▶ [DIRECTIONS]
Report each line in the items below that contains the word "keys", copying every such line in full.

▶ [DATA EXTRACT]
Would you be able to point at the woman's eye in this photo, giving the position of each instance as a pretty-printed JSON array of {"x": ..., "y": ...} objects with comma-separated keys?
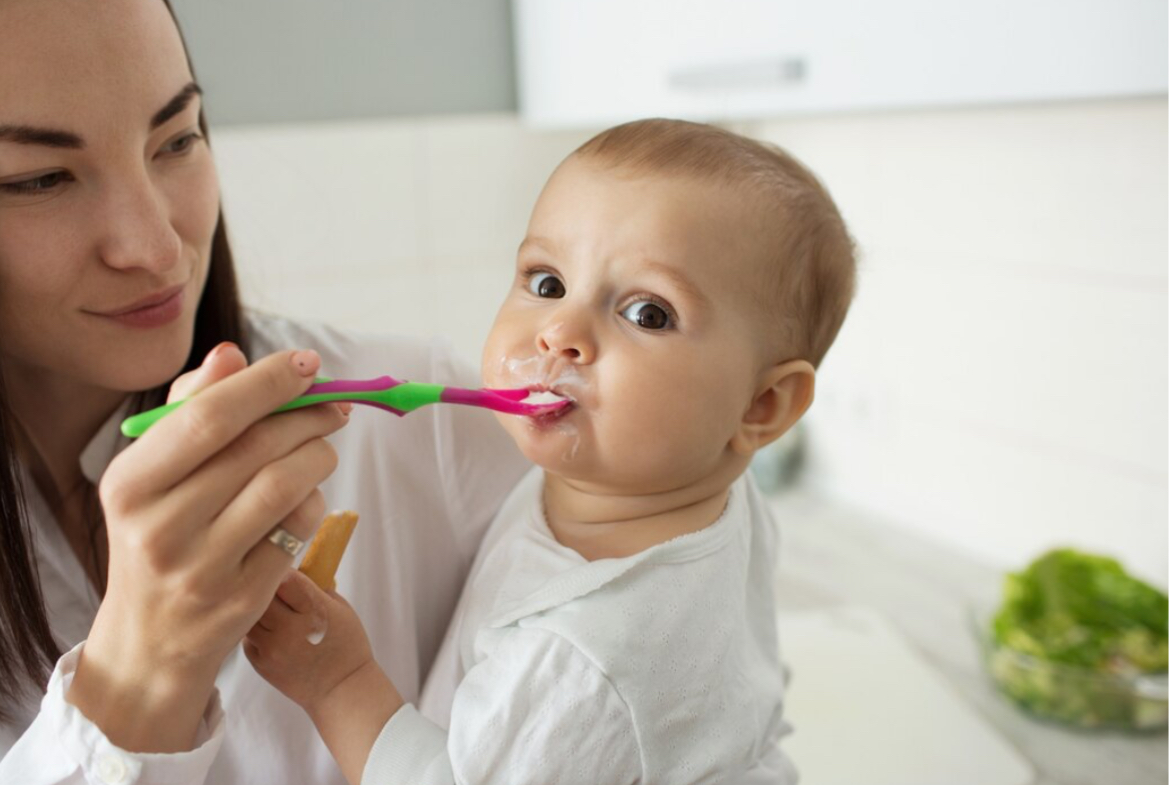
---
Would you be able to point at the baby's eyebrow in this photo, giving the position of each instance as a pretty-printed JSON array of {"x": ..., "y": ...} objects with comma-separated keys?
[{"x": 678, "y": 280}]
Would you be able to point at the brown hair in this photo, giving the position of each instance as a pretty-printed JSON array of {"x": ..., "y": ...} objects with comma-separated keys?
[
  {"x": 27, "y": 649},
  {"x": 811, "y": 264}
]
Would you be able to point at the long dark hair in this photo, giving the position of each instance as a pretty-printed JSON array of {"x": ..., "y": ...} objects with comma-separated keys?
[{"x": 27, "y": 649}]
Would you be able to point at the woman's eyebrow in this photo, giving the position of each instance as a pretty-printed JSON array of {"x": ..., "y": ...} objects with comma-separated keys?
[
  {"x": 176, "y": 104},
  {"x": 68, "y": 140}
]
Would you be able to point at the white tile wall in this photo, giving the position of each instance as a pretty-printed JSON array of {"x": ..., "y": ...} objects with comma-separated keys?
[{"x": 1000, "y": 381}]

▶ [EXPECTED OUTPUT]
Would you be able to point at the woman's eye in this photo, giving the position of each instance as a pretty-printed JSON array of {"x": ..., "y": ...} objects with comma-separated keys?
Would you be able to point at the baby's eyebrow in this photo, giving the position of each instance as a pretty-printed JSON array of {"x": ..., "y": ...} objects with comma-separated keys?
Would you be able to point at the brown hair in this photo, giving the position of each instance as a pretty-printed JSON array of {"x": ..., "y": ...} objects with comma-separated keys?
Would you be able to point at the long dark hair in this photo, giving the position of each instance as a pretty-printed JSON array of {"x": ..., "y": ...} objects with comma-separated keys?
Would you be able to point at the woman's eyebrow in this photo, giving the position of each instance as a pretty-printed JSON array of {"x": ..., "y": ...} objects with comma-separated keys?
Would you be able to point at the white tile wall in this photo, giving the position of each instance as a pretty-printed JSON array of {"x": ..., "y": ...} objects with comma-separated keys?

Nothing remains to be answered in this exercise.